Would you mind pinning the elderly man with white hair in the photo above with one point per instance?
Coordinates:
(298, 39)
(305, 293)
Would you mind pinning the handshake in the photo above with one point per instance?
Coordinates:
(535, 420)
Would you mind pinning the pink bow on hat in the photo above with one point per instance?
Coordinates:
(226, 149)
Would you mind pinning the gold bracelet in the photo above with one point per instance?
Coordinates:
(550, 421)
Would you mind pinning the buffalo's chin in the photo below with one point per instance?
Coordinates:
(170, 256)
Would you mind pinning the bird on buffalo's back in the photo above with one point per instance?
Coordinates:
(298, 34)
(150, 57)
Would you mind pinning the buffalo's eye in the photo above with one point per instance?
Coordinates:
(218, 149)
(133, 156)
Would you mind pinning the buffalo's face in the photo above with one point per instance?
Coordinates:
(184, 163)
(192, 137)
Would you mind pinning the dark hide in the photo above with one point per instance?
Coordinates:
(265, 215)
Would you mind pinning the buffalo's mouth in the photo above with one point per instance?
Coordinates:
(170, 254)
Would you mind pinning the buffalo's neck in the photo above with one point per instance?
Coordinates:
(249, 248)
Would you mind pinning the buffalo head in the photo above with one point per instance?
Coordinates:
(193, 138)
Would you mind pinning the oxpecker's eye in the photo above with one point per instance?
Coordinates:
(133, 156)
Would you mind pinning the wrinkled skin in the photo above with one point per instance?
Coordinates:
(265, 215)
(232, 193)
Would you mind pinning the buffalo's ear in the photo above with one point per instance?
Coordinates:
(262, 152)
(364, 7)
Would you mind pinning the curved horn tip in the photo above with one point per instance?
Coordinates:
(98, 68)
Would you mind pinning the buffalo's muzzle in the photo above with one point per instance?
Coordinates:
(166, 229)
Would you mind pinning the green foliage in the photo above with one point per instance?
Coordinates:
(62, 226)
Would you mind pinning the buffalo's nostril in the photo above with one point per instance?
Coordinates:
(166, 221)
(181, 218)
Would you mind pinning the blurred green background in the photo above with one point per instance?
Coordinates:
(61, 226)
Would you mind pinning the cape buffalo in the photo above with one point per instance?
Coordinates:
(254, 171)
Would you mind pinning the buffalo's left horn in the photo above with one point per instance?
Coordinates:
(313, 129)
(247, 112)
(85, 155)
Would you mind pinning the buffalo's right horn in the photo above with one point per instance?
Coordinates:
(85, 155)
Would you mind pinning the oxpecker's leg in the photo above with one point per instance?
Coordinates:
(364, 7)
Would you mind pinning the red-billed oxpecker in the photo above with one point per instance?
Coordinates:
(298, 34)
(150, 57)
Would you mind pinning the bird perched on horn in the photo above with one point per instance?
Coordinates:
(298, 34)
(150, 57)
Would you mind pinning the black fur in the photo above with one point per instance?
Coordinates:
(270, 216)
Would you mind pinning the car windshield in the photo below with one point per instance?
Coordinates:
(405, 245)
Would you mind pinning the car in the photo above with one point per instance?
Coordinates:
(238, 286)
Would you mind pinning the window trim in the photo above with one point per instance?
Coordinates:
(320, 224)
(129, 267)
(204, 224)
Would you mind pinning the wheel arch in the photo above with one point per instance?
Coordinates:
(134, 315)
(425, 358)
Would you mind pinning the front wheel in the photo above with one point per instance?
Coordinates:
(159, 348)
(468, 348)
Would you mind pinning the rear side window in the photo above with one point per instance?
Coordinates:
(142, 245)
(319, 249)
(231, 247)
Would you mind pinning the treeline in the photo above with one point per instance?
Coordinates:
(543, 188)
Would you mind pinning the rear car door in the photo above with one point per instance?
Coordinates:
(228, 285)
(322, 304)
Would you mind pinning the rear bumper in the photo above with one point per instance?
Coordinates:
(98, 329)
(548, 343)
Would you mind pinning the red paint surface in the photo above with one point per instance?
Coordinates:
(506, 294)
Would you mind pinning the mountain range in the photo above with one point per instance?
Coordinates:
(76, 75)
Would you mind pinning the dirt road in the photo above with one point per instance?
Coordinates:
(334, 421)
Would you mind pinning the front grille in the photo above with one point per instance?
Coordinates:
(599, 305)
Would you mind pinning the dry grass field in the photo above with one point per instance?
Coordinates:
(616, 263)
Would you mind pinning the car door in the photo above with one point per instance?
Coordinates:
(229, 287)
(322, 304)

● ● ● ● ● ● ●

Rewrite the lines above, from the one containing "Would you mind pinning the dry" through the final line of the rows, inclusive, as a Markdown table with the columns No and Line, numbering each line and leaving out any blank lines.

| No | Line |
|---|---|
| 1 | Would you mind pinning the dry grass field in the photo above with one point per instance? |
| 2 | Coordinates: |
| 3 | (616, 263) |
| 4 | Would you mind pinning the car door in the photo above with one point per instance? |
| 5 | Coordinates: |
| 6 | (229, 287) |
| 7 | (322, 304) |